- _Written instruction 1_
Using the Off Minor article, rewrite the passage that begins with "Off Minor were" and ends after "ways in 2008.", substituting "hardcore" for "post-hardcore".
- _Written instruction 2_
According to the Off Minor article, what band did the other former members of Saetia form?
- _Written instruction 3_
According to the Off Minor article, why is the interview with Steven Roche being published at this time?

Borne from the ashes of one of the most innovative and essential screamo bands, SAETIA, came an exciting sound of Jamie Behar, Matt Smith, and Steven Roche, three musicians that tok a bold step into even more exciting territory of the iconic genre. OFF MINOR created their own, exploratory mixed style evolution, conducted through an exciting mixture of influences. The band elevated and reshaped one of the heavy music’s most exciting genres, and today, in conjuction with the fresh, remixed version of ‘Innominate’ released by the one and only Zegema Beach Records, we’re absolutely stoked to give you our in-depth interview with Steven Roche (OFF MINOR, SAETIA, Permanent Hearing Damage Studio in Philadelphia, PA, Working Through Rust, who just released their new EP Words About the End)! Steve sat down with us and gave his thoughts on the new reissue, looked back on the late 90s / early 00s hardcore scene and shared his perspective on many topics, including the last OFF MINOR tour in Europe, the evolution of screamo, newer bands worth a check, and a lot more!
Off Minor were an American post-hardcore band from New York City, formed in 1999. The jazzy screamo band formed by Jamie Behar and Steve Roche after the breakup of Saetia, whose other ex-members formed Hot Cross. Off Minor parted their ways in 2008.
“Perhaps the biggest honor ever bestowed on Zegema Beach Records, the remixed version of ‘Innominate’ by the legendary jazzy screamo band OFF MINOR. Remixed by drummer/vocalist Steve Roach at Permanent Hearing Damage earlier this year, the eight songs sound better than ever.” – comments Dave from Zegema Beach Records.
“Whether it’s the bassy instrumental banger “Devil Ether”, the chaotic cornerstone “In SL” or epic closer “Family Circus”, every track on this album is exemplary and now even further refined.”
Hey there Steve! Thanks so much for joining us here on IDIOTEQ. Great to see you ”back”, at least with this new re-release on one of our absolute favorite screamo labels on the planet. Please give us your thoughts on this cooperation, how it came about and how you’re happy with the results.

- _Record extracts_
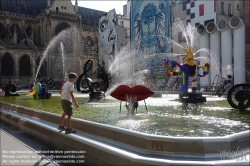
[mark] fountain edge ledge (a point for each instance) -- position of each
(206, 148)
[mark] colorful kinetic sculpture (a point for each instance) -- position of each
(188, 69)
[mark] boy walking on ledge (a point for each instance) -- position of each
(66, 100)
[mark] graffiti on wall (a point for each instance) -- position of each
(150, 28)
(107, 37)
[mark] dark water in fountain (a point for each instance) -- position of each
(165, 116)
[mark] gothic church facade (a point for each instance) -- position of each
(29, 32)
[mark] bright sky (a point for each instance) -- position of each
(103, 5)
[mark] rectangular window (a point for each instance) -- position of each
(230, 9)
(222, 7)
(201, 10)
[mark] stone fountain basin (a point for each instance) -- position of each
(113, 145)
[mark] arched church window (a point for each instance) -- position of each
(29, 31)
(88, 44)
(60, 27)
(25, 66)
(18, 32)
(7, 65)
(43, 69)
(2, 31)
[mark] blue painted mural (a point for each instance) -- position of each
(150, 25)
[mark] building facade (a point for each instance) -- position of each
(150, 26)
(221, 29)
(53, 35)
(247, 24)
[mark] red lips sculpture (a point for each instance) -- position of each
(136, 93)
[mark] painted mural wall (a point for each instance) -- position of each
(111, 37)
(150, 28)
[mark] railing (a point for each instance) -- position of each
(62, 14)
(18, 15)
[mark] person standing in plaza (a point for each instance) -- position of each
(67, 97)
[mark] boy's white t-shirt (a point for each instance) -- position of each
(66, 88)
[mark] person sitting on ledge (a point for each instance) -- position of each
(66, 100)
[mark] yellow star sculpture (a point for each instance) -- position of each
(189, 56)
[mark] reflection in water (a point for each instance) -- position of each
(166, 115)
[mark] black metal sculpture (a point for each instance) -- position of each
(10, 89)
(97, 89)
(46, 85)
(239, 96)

* * *

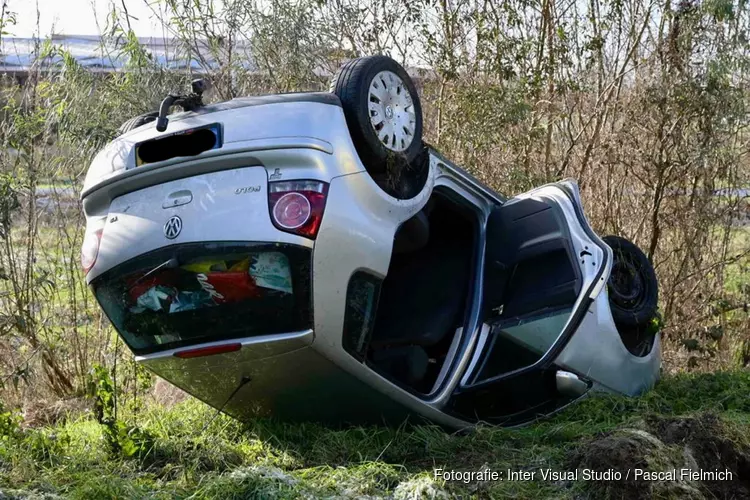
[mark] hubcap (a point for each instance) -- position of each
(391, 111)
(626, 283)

...

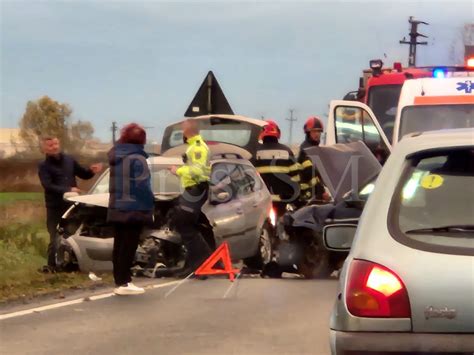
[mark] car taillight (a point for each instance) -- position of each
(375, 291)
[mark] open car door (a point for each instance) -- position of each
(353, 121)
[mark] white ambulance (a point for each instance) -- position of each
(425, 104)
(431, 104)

- _Result 1_
Off Minor were an American hardcore band from New York City, formed in 1999. The jazzy screamo band formed by Jamie Behar and Steve Roche after the breakup of Saetia, whose other ex-members formed Hot Cross. Off Minor parted their ways in 2008.

- _Result 2_
Hot Cross.

- _Result 3_
It is being published in conjunction with the remixed version of 'Innominate' that Zegema Beach Records has released.